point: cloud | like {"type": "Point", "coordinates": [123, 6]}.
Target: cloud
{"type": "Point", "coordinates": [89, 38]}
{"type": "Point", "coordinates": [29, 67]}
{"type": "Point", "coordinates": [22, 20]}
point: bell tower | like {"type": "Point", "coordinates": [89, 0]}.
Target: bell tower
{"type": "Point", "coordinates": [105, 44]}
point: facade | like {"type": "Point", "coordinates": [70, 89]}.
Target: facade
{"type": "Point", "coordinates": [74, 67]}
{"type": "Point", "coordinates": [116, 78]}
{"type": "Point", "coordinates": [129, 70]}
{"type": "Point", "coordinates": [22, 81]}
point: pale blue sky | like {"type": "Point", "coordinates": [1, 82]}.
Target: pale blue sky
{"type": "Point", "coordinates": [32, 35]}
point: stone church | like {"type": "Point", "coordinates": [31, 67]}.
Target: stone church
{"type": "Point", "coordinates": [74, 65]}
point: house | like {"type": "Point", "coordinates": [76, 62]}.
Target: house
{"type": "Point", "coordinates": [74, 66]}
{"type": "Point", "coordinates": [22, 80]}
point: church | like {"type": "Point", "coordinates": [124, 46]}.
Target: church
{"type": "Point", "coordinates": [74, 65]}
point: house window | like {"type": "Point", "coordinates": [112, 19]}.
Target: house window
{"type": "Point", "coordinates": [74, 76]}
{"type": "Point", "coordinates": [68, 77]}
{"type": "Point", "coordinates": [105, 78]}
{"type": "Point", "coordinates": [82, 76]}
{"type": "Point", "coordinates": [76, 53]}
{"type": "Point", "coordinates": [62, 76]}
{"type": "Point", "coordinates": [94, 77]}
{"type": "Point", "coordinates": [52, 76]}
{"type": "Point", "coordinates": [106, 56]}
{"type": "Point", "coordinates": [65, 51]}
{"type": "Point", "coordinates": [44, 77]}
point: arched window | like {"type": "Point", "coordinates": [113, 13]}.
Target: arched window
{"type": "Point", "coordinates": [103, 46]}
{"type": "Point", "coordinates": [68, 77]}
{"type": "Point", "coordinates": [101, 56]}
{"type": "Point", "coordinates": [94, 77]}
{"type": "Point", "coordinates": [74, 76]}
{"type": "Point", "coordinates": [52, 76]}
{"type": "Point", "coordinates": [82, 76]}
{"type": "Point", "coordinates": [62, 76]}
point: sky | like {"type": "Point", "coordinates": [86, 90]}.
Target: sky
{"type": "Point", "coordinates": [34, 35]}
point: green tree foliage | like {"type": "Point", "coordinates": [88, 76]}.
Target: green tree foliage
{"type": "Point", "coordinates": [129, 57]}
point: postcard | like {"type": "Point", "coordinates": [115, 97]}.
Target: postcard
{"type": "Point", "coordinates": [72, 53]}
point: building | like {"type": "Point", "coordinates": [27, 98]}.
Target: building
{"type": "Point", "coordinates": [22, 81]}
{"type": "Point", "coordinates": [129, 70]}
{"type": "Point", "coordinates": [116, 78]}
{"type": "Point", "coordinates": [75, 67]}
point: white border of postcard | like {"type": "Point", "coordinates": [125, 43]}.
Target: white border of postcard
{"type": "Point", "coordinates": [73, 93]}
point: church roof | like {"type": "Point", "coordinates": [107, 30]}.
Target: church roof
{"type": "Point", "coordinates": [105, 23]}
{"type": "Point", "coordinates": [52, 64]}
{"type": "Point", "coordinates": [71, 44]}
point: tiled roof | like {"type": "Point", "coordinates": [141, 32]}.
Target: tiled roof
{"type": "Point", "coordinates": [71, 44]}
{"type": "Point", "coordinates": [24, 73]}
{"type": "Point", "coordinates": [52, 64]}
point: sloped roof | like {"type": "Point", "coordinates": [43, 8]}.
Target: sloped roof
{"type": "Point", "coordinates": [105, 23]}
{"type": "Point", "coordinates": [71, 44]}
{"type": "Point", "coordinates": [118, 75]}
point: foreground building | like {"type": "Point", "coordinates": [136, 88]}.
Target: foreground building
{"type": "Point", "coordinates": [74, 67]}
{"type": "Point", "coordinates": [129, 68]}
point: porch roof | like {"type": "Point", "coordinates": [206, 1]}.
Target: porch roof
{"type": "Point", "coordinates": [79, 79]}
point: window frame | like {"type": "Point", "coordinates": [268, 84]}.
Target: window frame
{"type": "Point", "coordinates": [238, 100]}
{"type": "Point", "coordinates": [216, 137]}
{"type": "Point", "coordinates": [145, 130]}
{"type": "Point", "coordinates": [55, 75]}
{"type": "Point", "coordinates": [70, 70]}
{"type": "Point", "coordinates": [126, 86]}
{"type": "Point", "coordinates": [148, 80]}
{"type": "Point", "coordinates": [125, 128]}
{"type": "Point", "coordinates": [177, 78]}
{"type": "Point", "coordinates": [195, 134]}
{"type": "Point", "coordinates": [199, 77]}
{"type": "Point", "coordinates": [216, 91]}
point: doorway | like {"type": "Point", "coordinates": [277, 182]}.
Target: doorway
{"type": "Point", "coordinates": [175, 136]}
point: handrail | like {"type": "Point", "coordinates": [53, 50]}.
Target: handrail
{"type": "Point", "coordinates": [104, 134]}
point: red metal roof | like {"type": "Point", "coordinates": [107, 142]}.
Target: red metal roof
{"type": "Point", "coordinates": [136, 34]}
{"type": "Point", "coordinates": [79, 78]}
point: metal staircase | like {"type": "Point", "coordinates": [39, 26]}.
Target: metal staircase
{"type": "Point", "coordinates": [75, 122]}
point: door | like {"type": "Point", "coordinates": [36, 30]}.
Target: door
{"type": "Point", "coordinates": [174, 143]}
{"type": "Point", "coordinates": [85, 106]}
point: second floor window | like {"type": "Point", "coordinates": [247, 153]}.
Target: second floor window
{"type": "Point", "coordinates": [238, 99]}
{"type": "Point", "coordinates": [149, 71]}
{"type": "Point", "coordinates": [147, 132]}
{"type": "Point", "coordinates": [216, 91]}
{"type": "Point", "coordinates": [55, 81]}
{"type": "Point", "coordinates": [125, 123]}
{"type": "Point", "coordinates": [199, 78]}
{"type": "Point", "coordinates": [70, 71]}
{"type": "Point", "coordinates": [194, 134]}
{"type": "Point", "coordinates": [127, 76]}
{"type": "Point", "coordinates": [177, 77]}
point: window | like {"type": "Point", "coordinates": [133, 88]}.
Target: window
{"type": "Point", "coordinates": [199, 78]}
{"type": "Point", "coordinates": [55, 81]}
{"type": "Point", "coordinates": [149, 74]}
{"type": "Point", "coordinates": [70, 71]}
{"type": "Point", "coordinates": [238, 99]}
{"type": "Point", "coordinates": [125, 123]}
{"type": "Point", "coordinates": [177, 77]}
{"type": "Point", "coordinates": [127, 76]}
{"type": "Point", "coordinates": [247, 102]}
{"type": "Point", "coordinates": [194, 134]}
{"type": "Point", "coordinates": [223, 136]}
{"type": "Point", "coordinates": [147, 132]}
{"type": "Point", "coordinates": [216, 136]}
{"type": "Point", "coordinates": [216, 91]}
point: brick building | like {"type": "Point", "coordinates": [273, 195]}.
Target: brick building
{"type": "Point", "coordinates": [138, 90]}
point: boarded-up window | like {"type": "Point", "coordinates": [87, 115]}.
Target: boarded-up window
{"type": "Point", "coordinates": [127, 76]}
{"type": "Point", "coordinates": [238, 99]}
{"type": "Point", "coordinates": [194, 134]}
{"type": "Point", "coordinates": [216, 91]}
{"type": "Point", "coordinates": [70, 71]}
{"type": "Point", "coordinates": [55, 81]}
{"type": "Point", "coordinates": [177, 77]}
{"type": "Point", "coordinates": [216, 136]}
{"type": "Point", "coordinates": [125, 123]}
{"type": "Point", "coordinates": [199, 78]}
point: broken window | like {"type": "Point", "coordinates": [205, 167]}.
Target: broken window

◆ ◆ ◆

[Your task]
Reproduce all of the records exactly.

[Answer to this problem]
point: cloud | like {"type": "Point", "coordinates": [123, 6]}.
Target: cloud
{"type": "Point", "coordinates": [89, 38]}
{"type": "Point", "coordinates": [29, 67]}
{"type": "Point", "coordinates": [22, 20]}
point: bell tower | like {"type": "Point", "coordinates": [89, 0]}.
Target: bell tower
{"type": "Point", "coordinates": [105, 44]}
point: facade | like {"type": "Point", "coordinates": [70, 89]}.
Target: facade
{"type": "Point", "coordinates": [74, 67]}
{"type": "Point", "coordinates": [116, 78]}
{"type": "Point", "coordinates": [129, 70]}
{"type": "Point", "coordinates": [22, 81]}
point: pale blue sky | like {"type": "Point", "coordinates": [1, 82]}.
Target: pale blue sky
{"type": "Point", "coordinates": [32, 35]}
point: stone church | like {"type": "Point", "coordinates": [31, 67]}.
Target: stone church
{"type": "Point", "coordinates": [74, 65]}
point: house | like {"type": "Point", "coordinates": [76, 62]}.
Target: house
{"type": "Point", "coordinates": [74, 66]}
{"type": "Point", "coordinates": [22, 80]}
point: church | like {"type": "Point", "coordinates": [124, 46]}.
Target: church
{"type": "Point", "coordinates": [74, 65]}
point: house window | like {"type": "Point", "coordinates": [112, 19]}.
Target: house window
{"type": "Point", "coordinates": [74, 76]}
{"type": "Point", "coordinates": [68, 77]}
{"type": "Point", "coordinates": [105, 78]}
{"type": "Point", "coordinates": [82, 76]}
{"type": "Point", "coordinates": [76, 53]}
{"type": "Point", "coordinates": [62, 76]}
{"type": "Point", "coordinates": [94, 77]}
{"type": "Point", "coordinates": [52, 76]}
{"type": "Point", "coordinates": [106, 56]}
{"type": "Point", "coordinates": [65, 51]}
{"type": "Point", "coordinates": [44, 77]}
point: arched window | like {"type": "Point", "coordinates": [113, 13]}.
Target: arched window
{"type": "Point", "coordinates": [103, 46]}
{"type": "Point", "coordinates": [68, 77]}
{"type": "Point", "coordinates": [101, 56]}
{"type": "Point", "coordinates": [94, 77]}
{"type": "Point", "coordinates": [74, 76]}
{"type": "Point", "coordinates": [52, 76]}
{"type": "Point", "coordinates": [82, 76]}
{"type": "Point", "coordinates": [62, 76]}
point: sky | like {"type": "Point", "coordinates": [86, 90]}.
Target: sky
{"type": "Point", "coordinates": [34, 35]}
point: green tree foliage | like {"type": "Point", "coordinates": [88, 76]}.
Target: green tree foliage
{"type": "Point", "coordinates": [129, 57]}
point: postcard | like {"type": "Point", "coordinates": [115, 97]}.
Target: postcard
{"type": "Point", "coordinates": [72, 53]}
point: building | like {"type": "Point", "coordinates": [27, 98]}.
Target: building
{"type": "Point", "coordinates": [22, 81]}
{"type": "Point", "coordinates": [129, 70]}
{"type": "Point", "coordinates": [116, 78]}
{"type": "Point", "coordinates": [75, 67]}
point: white border of postcard | like {"type": "Point", "coordinates": [125, 43]}.
Target: white border of postcard
{"type": "Point", "coordinates": [73, 93]}
point: church roof | like {"type": "Point", "coordinates": [107, 30]}.
Target: church roof
{"type": "Point", "coordinates": [105, 23]}
{"type": "Point", "coordinates": [52, 64]}
{"type": "Point", "coordinates": [71, 44]}
point: tiled roof | like {"type": "Point", "coordinates": [141, 32]}.
Target: tiled roof
{"type": "Point", "coordinates": [71, 44]}
{"type": "Point", "coordinates": [24, 73]}
{"type": "Point", "coordinates": [52, 64]}
point: sloped roof | like {"type": "Point", "coordinates": [43, 8]}.
Target: sloped roof
{"type": "Point", "coordinates": [105, 23]}
{"type": "Point", "coordinates": [71, 44]}
{"type": "Point", "coordinates": [118, 75]}
point: foreground building | like {"type": "Point", "coordinates": [136, 88]}.
Target: foreground building
{"type": "Point", "coordinates": [74, 67]}
{"type": "Point", "coordinates": [129, 68]}
point: porch roof | like {"type": "Point", "coordinates": [206, 1]}.
Target: porch roof
{"type": "Point", "coordinates": [79, 79]}
point: window frame | like {"type": "Point", "coordinates": [268, 84]}.
Target: window frame
{"type": "Point", "coordinates": [238, 100]}
{"type": "Point", "coordinates": [216, 137]}
{"type": "Point", "coordinates": [145, 130]}
{"type": "Point", "coordinates": [55, 75]}
{"type": "Point", "coordinates": [70, 70]}
{"type": "Point", "coordinates": [126, 86]}
{"type": "Point", "coordinates": [148, 80]}
{"type": "Point", "coordinates": [125, 128]}
{"type": "Point", "coordinates": [177, 78]}
{"type": "Point", "coordinates": [195, 134]}
{"type": "Point", "coordinates": [199, 77]}
{"type": "Point", "coordinates": [216, 91]}
point: doorway | like {"type": "Point", "coordinates": [277, 182]}.
Target: doorway
{"type": "Point", "coordinates": [175, 136]}
point: handrail | like {"type": "Point", "coordinates": [53, 50]}.
Target: handrail
{"type": "Point", "coordinates": [104, 134]}
point: red metal roof | like {"type": "Point", "coordinates": [107, 142]}.
Target: red metal roof
{"type": "Point", "coordinates": [136, 34]}
{"type": "Point", "coordinates": [79, 78]}
point: metal staircase | like {"type": "Point", "coordinates": [39, 26]}.
Target: metal staircase
{"type": "Point", "coordinates": [75, 122]}
point: door | like {"type": "Point", "coordinates": [36, 30]}.
Target: door
{"type": "Point", "coordinates": [174, 143]}
{"type": "Point", "coordinates": [85, 106]}
point: second floor window | like {"type": "Point", "coordinates": [247, 153]}.
Target: second floor window
{"type": "Point", "coordinates": [238, 99]}
{"type": "Point", "coordinates": [149, 71]}
{"type": "Point", "coordinates": [147, 132]}
{"type": "Point", "coordinates": [216, 91]}
{"type": "Point", "coordinates": [55, 81]}
{"type": "Point", "coordinates": [125, 123]}
{"type": "Point", "coordinates": [199, 78]}
{"type": "Point", "coordinates": [70, 71]}
{"type": "Point", "coordinates": [194, 134]}
{"type": "Point", "coordinates": [127, 76]}
{"type": "Point", "coordinates": [177, 77]}
point: window | like {"type": "Point", "coordinates": [133, 88]}.
Target: window
{"type": "Point", "coordinates": [199, 78]}
{"type": "Point", "coordinates": [55, 81]}
{"type": "Point", "coordinates": [149, 74]}
{"type": "Point", "coordinates": [70, 71]}
{"type": "Point", "coordinates": [238, 99]}
{"type": "Point", "coordinates": [125, 123]}
{"type": "Point", "coordinates": [177, 77]}
{"type": "Point", "coordinates": [127, 76]}
{"type": "Point", "coordinates": [247, 102]}
{"type": "Point", "coordinates": [194, 134]}
{"type": "Point", "coordinates": [223, 136]}
{"type": "Point", "coordinates": [147, 132]}
{"type": "Point", "coordinates": [216, 136]}
{"type": "Point", "coordinates": [216, 91]}
point: brick building | like {"type": "Point", "coordinates": [273, 195]}.
Target: brick building
{"type": "Point", "coordinates": [138, 90]}
point: boarded-up window | like {"type": "Point", "coordinates": [87, 115]}.
Target: boarded-up window
{"type": "Point", "coordinates": [127, 76]}
{"type": "Point", "coordinates": [238, 99]}
{"type": "Point", "coordinates": [194, 134]}
{"type": "Point", "coordinates": [216, 91]}
{"type": "Point", "coordinates": [70, 71]}
{"type": "Point", "coordinates": [55, 81]}
{"type": "Point", "coordinates": [177, 77]}
{"type": "Point", "coordinates": [216, 136]}
{"type": "Point", "coordinates": [125, 123]}
{"type": "Point", "coordinates": [199, 78]}
point: broken window | like {"type": "Point", "coordinates": [205, 167]}.
Target: broken window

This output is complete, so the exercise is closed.